[TEKSTFRAGMENT]:
Hoofdstuk 2 Bestemmingsregels
Artikel 3 Verkeer - Verblijf
3.1 Bestemmingsomschrijving
De voor Verkeer - Verblijf aangewezen gronden zijn bestemd voor:
- a. wegen, straten en paden met hoofdzakelijk een verblijfsfunctie;
- b. voet- en fietspaden;
- c. parkeervoorzieningen;
- d. groenvoorzieningen, waaronder bermen en beplanting;
- e. straatmeubiliair;
- f. kunstwerken;
- g. voorzieningen van algemeen nut;
- h. waterlopen en waterpartijen.

[RIJEN]:
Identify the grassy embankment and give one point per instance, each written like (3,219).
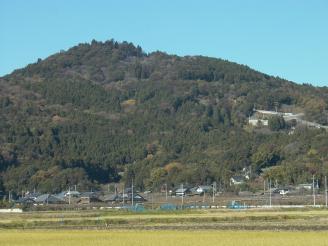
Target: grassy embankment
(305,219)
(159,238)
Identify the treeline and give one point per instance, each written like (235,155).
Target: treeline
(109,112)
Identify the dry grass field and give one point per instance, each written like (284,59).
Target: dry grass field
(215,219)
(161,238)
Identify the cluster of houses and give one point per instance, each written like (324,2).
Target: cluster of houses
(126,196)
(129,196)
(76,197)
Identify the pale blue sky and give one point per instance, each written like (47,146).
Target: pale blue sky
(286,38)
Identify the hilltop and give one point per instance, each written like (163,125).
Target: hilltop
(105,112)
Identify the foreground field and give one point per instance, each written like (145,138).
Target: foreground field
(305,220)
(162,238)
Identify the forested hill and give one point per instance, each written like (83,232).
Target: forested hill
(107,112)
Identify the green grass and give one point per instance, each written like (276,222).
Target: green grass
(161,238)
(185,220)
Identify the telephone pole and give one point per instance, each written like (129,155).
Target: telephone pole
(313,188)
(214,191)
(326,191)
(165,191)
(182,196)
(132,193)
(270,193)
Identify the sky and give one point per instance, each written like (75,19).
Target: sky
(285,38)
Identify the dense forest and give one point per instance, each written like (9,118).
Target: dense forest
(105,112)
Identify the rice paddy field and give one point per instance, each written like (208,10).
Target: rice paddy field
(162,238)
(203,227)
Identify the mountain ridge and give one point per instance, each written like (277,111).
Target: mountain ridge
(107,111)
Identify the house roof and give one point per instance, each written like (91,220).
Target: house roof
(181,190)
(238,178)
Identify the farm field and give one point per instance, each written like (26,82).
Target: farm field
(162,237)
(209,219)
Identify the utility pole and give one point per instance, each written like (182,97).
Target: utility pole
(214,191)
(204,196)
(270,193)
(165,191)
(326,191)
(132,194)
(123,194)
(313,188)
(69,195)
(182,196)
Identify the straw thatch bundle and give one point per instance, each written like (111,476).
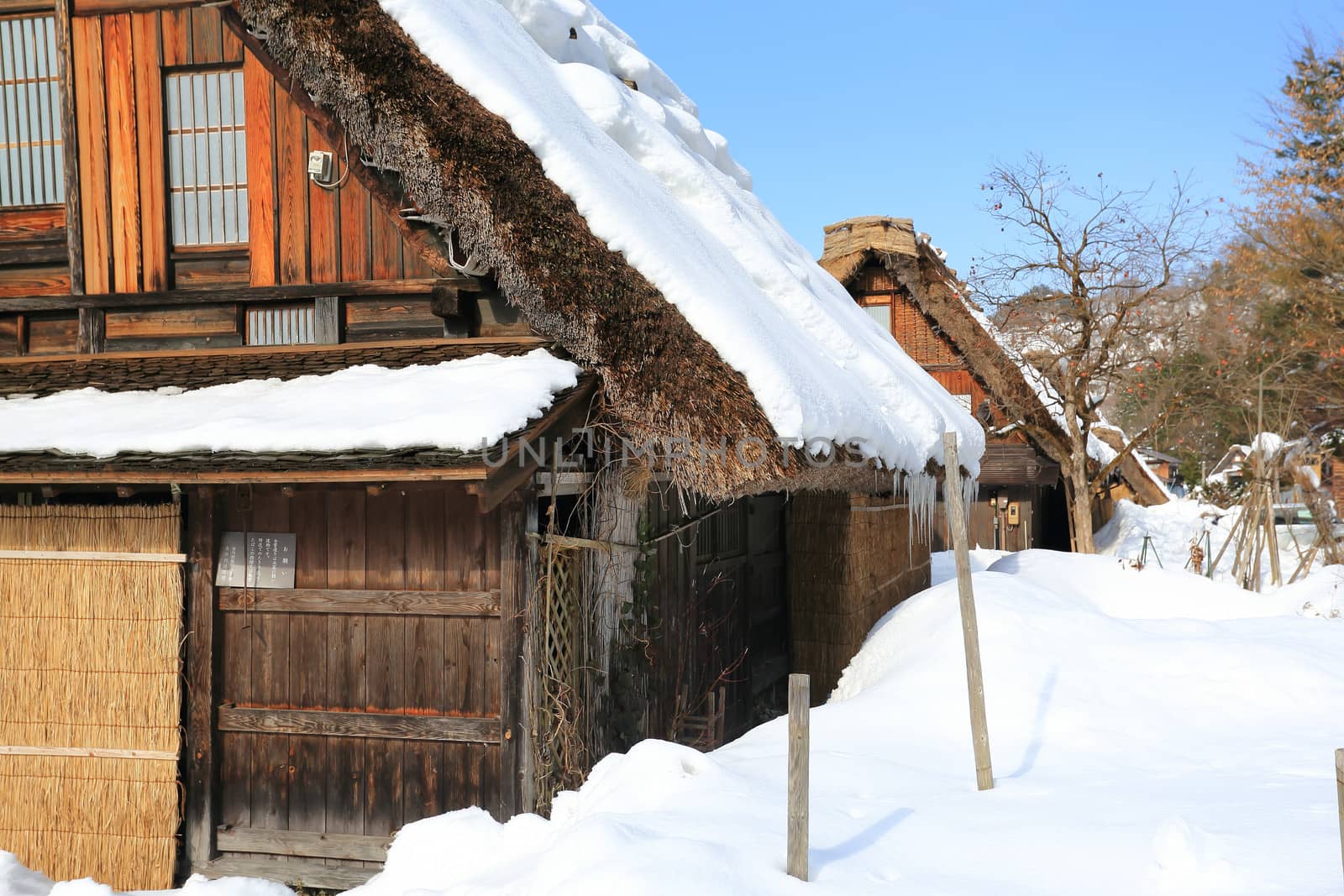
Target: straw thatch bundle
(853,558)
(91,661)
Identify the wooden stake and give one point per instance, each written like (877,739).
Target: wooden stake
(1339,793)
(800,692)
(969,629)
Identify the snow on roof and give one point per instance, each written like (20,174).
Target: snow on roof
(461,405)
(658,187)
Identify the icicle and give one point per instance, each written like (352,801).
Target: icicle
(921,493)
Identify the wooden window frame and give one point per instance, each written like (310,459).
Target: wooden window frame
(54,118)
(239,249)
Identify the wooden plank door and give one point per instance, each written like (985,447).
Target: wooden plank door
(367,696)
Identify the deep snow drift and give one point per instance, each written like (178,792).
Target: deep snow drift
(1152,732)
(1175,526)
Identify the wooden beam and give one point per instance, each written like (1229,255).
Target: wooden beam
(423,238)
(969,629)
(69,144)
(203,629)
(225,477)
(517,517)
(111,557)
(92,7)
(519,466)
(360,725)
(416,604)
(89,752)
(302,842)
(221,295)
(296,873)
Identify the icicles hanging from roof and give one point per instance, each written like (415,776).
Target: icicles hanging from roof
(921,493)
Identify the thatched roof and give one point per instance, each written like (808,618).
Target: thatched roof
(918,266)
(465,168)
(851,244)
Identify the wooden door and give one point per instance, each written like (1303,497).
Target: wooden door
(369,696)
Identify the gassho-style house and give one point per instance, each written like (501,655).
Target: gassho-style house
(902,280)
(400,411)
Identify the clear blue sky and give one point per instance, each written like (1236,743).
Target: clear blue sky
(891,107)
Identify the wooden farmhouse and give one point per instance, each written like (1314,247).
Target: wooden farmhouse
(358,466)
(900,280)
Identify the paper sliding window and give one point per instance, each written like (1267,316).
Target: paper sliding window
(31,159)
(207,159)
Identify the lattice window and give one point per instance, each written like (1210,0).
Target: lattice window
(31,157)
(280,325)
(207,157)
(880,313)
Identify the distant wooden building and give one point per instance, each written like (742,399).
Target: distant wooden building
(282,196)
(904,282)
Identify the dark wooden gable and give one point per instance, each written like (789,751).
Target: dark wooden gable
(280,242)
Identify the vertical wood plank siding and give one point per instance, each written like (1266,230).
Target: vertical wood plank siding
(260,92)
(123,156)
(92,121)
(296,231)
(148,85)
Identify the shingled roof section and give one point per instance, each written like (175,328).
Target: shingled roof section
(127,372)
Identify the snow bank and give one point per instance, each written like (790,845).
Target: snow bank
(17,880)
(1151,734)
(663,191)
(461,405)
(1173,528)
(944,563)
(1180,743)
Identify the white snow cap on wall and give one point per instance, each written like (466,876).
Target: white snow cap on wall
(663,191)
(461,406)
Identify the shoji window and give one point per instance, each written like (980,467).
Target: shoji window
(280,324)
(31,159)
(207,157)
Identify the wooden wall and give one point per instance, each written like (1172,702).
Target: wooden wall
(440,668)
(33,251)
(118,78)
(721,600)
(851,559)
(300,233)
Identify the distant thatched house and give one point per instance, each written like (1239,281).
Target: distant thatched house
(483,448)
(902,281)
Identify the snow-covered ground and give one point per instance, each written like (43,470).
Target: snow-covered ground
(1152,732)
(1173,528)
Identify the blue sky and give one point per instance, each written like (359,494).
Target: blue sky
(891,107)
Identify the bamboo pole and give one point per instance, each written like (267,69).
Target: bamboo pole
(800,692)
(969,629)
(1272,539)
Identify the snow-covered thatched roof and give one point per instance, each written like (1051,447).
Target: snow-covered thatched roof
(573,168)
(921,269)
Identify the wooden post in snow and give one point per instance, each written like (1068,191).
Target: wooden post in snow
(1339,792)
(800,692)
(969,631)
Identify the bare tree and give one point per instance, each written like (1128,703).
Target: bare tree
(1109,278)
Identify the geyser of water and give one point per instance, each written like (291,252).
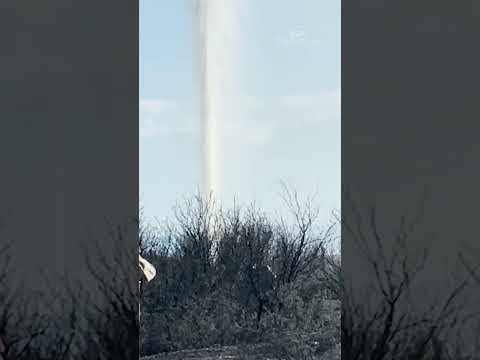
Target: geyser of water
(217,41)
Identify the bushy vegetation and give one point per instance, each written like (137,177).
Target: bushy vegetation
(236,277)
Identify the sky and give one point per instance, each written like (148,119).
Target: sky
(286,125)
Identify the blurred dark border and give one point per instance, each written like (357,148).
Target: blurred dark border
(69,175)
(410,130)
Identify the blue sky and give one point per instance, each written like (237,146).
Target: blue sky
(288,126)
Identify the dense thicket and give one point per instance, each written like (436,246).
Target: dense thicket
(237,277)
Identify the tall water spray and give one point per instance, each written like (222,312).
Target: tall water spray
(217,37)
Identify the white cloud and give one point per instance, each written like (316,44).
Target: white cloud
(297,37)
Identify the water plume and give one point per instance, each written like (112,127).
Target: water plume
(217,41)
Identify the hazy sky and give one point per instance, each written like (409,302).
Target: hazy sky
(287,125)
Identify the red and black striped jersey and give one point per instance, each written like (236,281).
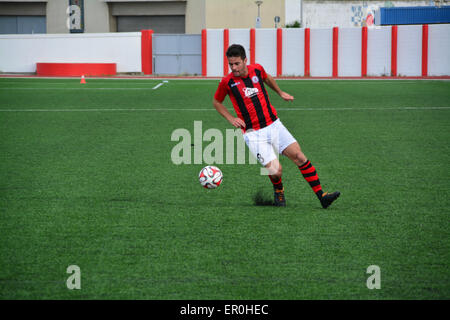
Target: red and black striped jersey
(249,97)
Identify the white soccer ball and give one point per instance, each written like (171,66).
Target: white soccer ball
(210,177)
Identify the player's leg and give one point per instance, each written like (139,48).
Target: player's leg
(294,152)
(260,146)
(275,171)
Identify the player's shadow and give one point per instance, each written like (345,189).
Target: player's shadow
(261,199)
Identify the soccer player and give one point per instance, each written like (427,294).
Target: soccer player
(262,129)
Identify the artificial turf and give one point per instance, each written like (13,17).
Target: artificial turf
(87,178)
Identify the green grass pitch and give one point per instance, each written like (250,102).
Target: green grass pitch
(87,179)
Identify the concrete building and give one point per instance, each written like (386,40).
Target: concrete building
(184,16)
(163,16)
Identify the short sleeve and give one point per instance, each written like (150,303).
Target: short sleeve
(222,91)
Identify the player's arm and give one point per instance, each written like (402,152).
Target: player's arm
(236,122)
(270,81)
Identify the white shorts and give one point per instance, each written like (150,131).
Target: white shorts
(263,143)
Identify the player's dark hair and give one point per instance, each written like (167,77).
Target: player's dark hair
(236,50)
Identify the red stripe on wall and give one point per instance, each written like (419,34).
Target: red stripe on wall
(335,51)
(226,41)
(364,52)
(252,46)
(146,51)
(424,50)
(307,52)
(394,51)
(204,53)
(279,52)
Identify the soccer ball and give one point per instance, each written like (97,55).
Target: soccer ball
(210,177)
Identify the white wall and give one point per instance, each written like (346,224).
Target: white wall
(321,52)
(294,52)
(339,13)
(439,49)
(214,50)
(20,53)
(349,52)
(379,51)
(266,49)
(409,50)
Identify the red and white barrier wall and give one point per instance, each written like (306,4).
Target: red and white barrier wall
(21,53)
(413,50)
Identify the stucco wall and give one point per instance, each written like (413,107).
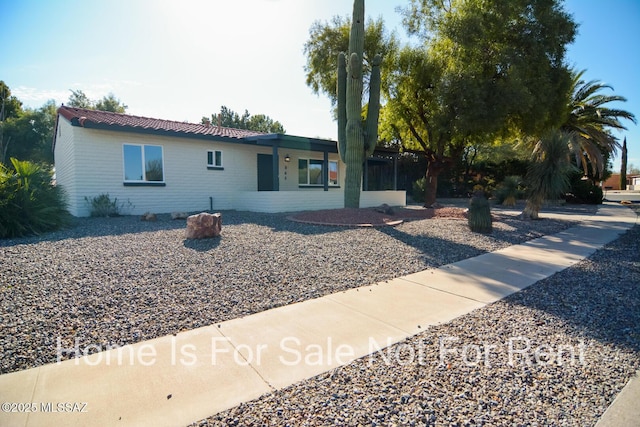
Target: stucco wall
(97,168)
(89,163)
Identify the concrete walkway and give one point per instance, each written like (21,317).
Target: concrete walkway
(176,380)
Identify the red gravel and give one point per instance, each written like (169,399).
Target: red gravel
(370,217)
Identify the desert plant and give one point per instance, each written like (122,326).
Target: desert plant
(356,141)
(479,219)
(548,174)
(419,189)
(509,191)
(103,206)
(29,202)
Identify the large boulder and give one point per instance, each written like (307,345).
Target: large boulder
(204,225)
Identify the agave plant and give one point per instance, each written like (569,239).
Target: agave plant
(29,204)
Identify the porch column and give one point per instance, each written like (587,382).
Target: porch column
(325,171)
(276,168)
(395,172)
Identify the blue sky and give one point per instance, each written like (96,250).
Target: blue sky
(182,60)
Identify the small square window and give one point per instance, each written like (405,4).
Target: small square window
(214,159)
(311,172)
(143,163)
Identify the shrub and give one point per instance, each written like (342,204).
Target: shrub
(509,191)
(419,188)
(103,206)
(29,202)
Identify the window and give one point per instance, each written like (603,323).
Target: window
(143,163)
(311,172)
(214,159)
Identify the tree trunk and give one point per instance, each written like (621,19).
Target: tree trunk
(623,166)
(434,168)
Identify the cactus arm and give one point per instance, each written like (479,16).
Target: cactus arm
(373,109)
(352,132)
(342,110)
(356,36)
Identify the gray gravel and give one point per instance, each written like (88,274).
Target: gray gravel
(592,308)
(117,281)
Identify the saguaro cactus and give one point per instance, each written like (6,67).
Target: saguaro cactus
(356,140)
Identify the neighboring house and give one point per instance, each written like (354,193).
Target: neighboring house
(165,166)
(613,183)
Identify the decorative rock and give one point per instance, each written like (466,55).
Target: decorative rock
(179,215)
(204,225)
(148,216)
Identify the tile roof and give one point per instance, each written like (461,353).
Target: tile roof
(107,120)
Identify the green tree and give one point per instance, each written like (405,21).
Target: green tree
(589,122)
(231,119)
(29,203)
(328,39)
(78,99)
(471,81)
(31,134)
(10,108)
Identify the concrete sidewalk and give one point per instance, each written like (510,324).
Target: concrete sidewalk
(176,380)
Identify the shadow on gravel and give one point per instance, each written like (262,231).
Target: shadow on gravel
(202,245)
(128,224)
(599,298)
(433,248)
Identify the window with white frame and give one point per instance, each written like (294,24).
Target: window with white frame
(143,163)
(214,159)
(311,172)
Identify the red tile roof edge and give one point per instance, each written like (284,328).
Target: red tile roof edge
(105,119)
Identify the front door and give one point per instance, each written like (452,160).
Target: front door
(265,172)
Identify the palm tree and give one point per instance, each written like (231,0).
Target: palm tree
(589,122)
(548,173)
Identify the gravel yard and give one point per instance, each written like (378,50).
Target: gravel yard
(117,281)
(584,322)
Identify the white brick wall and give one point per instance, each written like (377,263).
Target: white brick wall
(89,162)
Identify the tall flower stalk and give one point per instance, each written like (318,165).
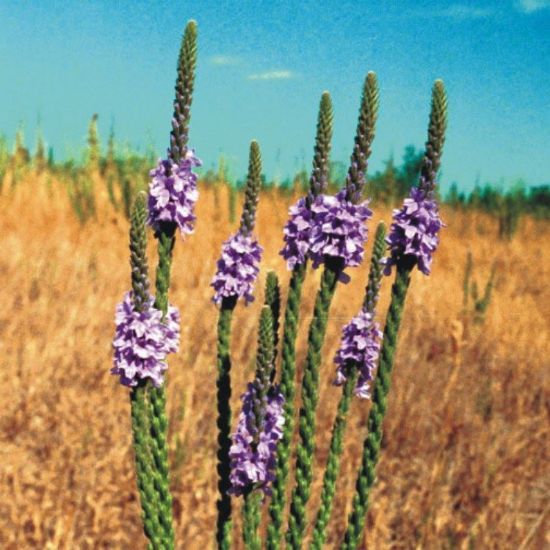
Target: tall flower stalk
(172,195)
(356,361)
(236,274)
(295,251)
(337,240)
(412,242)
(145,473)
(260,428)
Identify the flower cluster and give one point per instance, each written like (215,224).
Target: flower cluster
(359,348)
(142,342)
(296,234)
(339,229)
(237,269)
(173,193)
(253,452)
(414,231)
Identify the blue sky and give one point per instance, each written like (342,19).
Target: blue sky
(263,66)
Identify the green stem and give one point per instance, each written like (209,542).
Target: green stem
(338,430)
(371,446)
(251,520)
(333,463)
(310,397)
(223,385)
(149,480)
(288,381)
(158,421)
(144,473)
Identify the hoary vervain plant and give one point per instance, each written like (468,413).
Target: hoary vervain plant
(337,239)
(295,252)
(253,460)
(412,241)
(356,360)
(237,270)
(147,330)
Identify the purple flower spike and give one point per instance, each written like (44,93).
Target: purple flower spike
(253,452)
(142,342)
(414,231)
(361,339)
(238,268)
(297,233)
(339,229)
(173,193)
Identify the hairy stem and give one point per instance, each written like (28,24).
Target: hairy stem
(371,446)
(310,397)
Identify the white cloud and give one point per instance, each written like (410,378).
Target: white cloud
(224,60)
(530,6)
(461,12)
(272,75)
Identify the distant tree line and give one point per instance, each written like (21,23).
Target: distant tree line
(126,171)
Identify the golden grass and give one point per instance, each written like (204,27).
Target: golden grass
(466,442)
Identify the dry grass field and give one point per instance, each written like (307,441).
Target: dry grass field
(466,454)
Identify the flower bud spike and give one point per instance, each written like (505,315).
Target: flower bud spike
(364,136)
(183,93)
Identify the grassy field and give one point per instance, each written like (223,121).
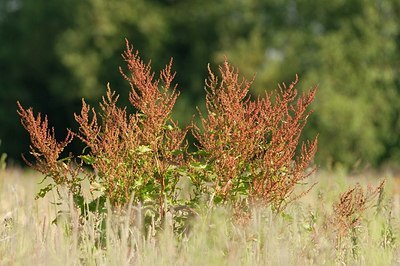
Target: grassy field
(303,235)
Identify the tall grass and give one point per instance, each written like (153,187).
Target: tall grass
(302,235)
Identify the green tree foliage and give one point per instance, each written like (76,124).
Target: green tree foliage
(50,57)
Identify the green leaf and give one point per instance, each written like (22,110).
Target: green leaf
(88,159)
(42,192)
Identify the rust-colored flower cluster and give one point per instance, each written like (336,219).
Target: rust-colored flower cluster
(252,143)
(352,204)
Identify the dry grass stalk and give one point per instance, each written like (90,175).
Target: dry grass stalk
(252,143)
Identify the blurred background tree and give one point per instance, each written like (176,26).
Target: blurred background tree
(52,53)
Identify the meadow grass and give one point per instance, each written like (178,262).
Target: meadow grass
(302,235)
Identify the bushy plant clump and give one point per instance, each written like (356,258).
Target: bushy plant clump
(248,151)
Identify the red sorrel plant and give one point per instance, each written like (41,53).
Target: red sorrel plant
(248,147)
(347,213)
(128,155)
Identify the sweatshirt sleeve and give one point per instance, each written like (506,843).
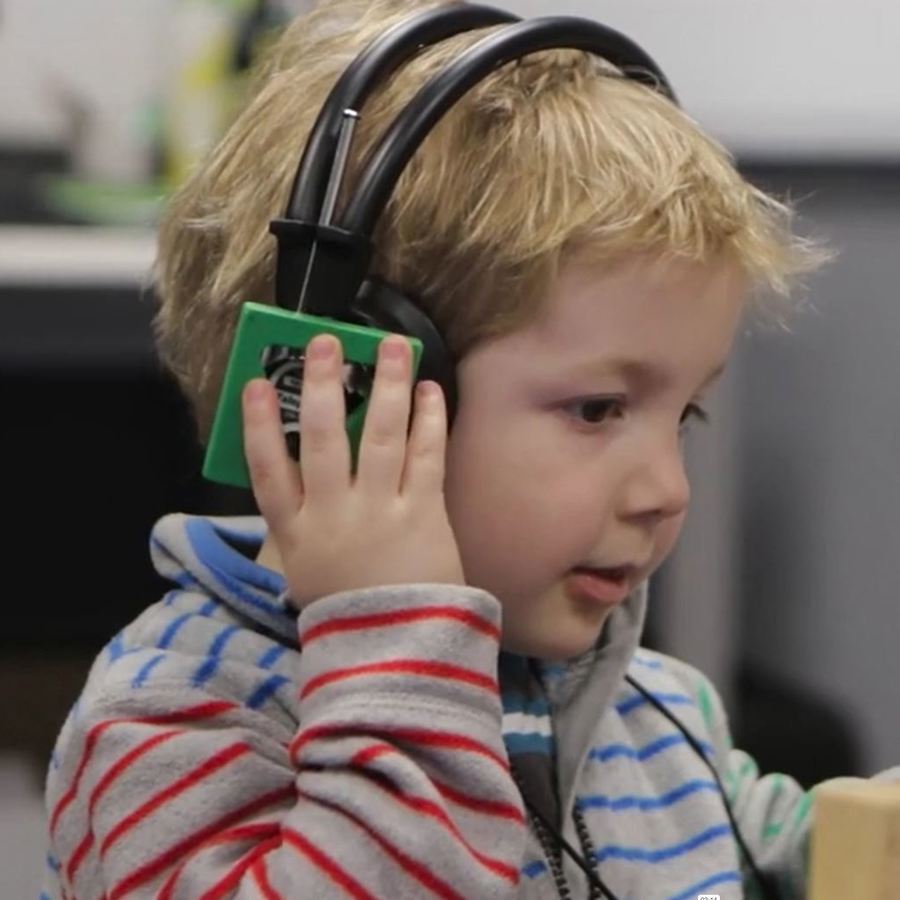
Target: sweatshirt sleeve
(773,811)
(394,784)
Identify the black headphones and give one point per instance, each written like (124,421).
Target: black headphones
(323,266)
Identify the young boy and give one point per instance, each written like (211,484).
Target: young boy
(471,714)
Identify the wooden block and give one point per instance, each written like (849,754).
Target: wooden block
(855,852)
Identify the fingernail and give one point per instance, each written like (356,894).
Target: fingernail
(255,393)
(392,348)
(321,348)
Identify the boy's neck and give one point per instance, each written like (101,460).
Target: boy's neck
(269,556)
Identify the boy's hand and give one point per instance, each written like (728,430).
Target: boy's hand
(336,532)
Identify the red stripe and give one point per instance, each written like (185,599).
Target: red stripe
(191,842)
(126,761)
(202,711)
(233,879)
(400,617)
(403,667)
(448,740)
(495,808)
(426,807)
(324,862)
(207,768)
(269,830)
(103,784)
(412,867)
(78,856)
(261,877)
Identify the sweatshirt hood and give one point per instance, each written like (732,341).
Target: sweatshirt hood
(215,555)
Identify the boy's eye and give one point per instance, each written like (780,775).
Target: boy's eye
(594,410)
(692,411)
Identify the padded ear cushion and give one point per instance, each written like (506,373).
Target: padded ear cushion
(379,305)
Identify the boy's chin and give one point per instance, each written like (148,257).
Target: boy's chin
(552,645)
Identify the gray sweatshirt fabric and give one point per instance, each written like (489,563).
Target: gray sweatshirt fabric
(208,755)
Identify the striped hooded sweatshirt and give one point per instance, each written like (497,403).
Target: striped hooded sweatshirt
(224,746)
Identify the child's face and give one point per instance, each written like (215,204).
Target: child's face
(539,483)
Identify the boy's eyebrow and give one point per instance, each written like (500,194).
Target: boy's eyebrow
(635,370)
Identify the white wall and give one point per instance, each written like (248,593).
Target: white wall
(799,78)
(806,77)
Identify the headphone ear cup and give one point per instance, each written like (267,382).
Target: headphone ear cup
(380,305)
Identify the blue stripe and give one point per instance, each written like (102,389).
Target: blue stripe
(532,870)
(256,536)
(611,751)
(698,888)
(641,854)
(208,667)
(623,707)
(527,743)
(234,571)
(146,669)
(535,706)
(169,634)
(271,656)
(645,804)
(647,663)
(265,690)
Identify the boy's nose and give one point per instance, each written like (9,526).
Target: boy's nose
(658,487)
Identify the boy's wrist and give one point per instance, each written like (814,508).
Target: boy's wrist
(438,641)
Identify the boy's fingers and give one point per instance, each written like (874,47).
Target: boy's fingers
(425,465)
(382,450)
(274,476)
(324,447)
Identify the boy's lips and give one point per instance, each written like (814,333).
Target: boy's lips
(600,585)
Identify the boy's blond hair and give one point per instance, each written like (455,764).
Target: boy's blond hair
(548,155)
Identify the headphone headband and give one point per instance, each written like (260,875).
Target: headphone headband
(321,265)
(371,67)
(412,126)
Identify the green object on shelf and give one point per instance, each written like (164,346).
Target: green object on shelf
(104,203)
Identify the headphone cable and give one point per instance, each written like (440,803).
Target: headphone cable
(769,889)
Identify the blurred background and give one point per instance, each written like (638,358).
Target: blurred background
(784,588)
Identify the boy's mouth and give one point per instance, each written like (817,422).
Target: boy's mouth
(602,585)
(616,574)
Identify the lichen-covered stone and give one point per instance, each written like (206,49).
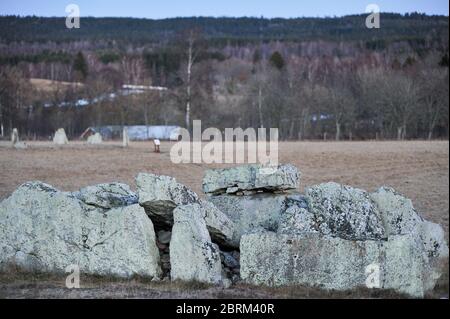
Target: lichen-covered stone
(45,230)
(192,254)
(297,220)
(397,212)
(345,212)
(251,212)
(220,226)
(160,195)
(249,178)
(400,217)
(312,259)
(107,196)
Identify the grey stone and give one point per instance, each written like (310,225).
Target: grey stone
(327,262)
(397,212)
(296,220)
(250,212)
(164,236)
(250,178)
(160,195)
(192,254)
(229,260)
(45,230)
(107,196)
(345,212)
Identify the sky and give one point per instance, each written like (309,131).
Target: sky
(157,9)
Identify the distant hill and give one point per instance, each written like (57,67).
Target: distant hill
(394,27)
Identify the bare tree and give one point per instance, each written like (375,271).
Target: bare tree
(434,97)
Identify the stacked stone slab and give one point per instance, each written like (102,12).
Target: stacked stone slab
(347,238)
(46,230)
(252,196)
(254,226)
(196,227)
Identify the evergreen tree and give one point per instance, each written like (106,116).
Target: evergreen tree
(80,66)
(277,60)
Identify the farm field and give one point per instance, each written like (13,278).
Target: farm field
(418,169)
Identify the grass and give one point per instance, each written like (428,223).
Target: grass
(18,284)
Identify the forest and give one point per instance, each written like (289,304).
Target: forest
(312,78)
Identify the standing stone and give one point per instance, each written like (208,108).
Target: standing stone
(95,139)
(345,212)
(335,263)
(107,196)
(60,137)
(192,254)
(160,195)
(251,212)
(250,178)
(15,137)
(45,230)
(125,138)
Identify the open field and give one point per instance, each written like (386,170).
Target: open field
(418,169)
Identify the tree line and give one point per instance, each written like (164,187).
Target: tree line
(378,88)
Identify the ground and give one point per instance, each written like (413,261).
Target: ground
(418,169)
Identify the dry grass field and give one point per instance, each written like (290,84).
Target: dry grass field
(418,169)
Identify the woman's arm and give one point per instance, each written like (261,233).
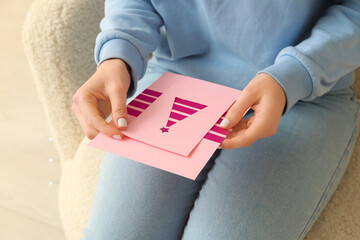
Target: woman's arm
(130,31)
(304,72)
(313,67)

[OPDRACHTEN]:
A. Geef bij elke bewering aan of ze klopt met het tekstfragment over de bestemming Verkeer - Verblijf, met ja of nee en de beslissende woorden letterlijk geciteerd. (i) Parkeervoorzieningen vallen onder deze bestemming. (ii) De wegen op deze gronden hebben hoofdzakelijk een doorstroomfunctie. (iii) Bermen worden genoemd als onderdeel van de groenvoorzieningen.
B. Vat de alinea die begint met "De voor Verkeer - Verblijf aangewezen gronden" uit het tekstfragment samen in één korte zin, zonder belangrijke feiten weg te laten.
C. Schrijf het tekstfragment over de bestemmingsregels voor Verkeer - Verblijf verder, vanaf het punt waar het ophoudt.

[ANTWOORDEN PER OPDRACHT]:
A.
(i) Ja: "c. parkeervoorzieningen;"
(ii) Nee: "wegen, straten en paden met hoofdzakelijk een verblijfsfunctie;"
(iii) Ja: "groenvoorzieningen, waaronder bermen en beplanting;"

B. Gronden met de bestemming Verkeer - Verblijf zijn bedoeld voor wegen, straten en paden met vooral een verblijfsfunctie, voet- en fietspaden, parkeer- en groenvoorzieningen (waaronder bermen en beplanting), straatmeubilair, kunstwerken, voorzieningen van algemeen nut en waterlopen en waterpartijen.

C.
3.2 Bouwregels
3.3 Specifieke gebruiksregels
Tot een strijdig gebruik van gronden en bouwwerken, wordt in elk geval gerekend het gebruik voor:
- a. het opslaan van onbruikbare of althans aan hun oorspronkelijke gebruik onttrokken voorwerpen, goederen, stoffen en materialen en van emballage en/of afval, behoudens voor zover zulks noodzakelijk is in verband met het op de bestemming gerichte gebruik van de grond;
- b. het opslaan, opgeslagen houden, storten of lozen van vaste of vloeibare afvalstoffen behoudens voor zover zulks noodzakelijk is in verband met het op de bestemming gerichte gebruik van de grond.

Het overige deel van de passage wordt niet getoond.